» Excerpt provided:
· · · · ·

Monday, January 18, 2010

Blame Game

When someone in our society suffers because of circumstances beyond their control or the misdeeds of someone else, an investigation is often launched to fix the blame. We feel satisfaction when the guilty party is identified. In particular, the suffering party feels relief and the pain is easier to bear.

Young earth creationists claim the physical death of man and “nephesh” creatures (birds and mammals) is due to sin. It is true that death may be hastened and illness may be intensified by living dangerously and sinfully. Even animal life may suffer from man’s unwise stewardship of nature. Conversely, animals may benefit when man practices wise stewardship. More simply, harmful effects may have specific mundane physical causes, not merely Adam’s original sin. If we define sin as an action contrary to the law of God, man is the only created being able to sin, suffer the results of sin, and have a capacity for God-awareness and a relationship with Him.

Our post of 1/14/10 entitled Death’s Cause and Effect referenced the enormous advantage of bacterial death in forming today’s beneficial mineral deposits starting 3.8 bya. But we did not mention death by predation of the many creatures which explosively appeared during the Cambrian explosion 570 mya or in later eras. While some people might actually feel sorrow for deaths of the victims of ravenous trilobites in Cambrian oceans, or deer and bison preyed upon by Pleistocene saber-tooth tigers, predation was life-sustaining for thousands of those long-extinct earth species. Such animals were created uniquely adapted--with sharp teeth, for example--for intense predatory activity.

· · · · ·

» Material shown:
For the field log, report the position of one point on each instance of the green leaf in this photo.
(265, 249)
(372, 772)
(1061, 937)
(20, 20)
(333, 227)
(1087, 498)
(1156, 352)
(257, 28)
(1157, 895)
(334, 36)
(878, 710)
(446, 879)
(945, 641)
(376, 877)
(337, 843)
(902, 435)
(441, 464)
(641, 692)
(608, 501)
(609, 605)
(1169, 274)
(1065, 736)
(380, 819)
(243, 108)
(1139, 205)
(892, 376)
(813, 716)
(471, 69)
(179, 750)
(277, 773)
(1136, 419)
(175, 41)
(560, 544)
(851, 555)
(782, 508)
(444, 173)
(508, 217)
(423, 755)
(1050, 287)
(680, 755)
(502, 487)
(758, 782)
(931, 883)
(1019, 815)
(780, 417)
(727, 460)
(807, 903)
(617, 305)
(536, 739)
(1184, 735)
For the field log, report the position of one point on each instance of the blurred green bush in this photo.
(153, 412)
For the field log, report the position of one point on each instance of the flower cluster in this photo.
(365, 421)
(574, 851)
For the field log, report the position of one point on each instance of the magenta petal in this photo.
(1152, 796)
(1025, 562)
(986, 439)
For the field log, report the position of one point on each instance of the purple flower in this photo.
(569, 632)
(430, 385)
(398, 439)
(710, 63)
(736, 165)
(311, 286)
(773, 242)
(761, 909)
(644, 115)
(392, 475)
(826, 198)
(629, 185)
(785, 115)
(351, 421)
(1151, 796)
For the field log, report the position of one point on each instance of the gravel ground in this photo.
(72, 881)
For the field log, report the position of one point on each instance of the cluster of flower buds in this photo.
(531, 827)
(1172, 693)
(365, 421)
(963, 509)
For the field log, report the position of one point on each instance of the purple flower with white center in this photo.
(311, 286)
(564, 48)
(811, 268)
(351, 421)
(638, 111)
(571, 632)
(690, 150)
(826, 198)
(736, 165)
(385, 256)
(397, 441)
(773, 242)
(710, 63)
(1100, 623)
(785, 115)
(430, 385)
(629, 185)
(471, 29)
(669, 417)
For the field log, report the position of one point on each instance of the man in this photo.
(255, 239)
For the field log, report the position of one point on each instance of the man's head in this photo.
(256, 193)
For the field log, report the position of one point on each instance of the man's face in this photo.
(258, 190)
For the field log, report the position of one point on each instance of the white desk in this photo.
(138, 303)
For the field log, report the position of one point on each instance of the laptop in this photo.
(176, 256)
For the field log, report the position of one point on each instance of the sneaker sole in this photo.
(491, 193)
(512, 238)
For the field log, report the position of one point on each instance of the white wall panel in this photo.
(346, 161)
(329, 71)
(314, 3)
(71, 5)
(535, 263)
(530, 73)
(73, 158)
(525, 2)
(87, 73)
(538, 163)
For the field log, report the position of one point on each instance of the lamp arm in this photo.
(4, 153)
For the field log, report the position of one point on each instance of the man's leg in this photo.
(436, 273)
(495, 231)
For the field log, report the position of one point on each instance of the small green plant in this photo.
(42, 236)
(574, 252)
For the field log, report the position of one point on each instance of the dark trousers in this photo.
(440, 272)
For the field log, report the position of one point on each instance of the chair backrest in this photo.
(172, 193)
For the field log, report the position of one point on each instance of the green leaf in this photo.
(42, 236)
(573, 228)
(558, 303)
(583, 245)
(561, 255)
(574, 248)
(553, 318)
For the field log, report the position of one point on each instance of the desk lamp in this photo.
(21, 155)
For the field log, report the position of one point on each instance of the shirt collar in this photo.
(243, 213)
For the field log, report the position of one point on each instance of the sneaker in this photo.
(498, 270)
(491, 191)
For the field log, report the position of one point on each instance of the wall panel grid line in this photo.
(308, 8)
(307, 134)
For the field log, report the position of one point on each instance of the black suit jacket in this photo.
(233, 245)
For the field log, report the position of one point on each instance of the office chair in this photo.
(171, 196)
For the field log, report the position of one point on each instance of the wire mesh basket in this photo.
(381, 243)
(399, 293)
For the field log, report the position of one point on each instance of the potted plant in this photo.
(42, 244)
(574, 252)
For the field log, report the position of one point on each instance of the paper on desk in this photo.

· · · · ·

» Activity A:
In the blog post about blaming death on sin, which creatures are called "nephesh" creatures?
» Activity B:
Continue the blog post about blaming death on sin, starting right after its last sentence.

» Response A:
Birds and mammals.

» Response B:
Many church leaders have made it a critical issue that death and natural disasters have their root cause in the fall of Adam in Eden. Neither scripture nor the record of historical geology justifies such belief. Frequently cited are two passages. Romans 5:12 (NIV) states, “Therefore, just as sin entered the world through one man, and death through sin, and in this way death came to all men, because all sinned…” Mankind sinned; mankind, in turn, suffers sin’s effects. The apostle Paul refers to spiritual death. In I Corinthians 15:21-22 we read, “For since death came through a man, the resurrection of the dead also comes through a man. For as in Adam all die, so in Christ all will be made alive.” The man-caused spiritual death is paired with the glorious solution that “in Christ all will be made alive.” Spiritual death is the outcome for man only. The remedy for spiritual death, the gift of eternal spiritual life in Christ, is, in turn, a spiritual remedy for man.

Those who believe physical death originated at the moment of Adam’s fall must also deny the historical evidence for a very old earth where death was evident ever since life appeared on the planet. Moreover, belief in a very old earth does not compromise belief in Scripture or any orthodox Christian doctrine, including the doctrine of the atonement. We have confidence that we may trust the overwhelming witness of carefully interpreted scientific evidence as a means to gain knowledge--true belief.